**Assignment:** What comes back must be the data itself, retyped exactly.

[Excerpts from a dataset]
--- --- ---
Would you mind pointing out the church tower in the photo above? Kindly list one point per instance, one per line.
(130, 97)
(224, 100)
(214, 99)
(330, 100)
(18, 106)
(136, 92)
--- --- ---
**Answer for this exercise:**
Would you mind pointing out the church tower in the photo above? Kindly list one point per instance, one per line.
(130, 97)
(224, 100)
(214, 99)
(330, 100)
(18, 106)
(136, 92)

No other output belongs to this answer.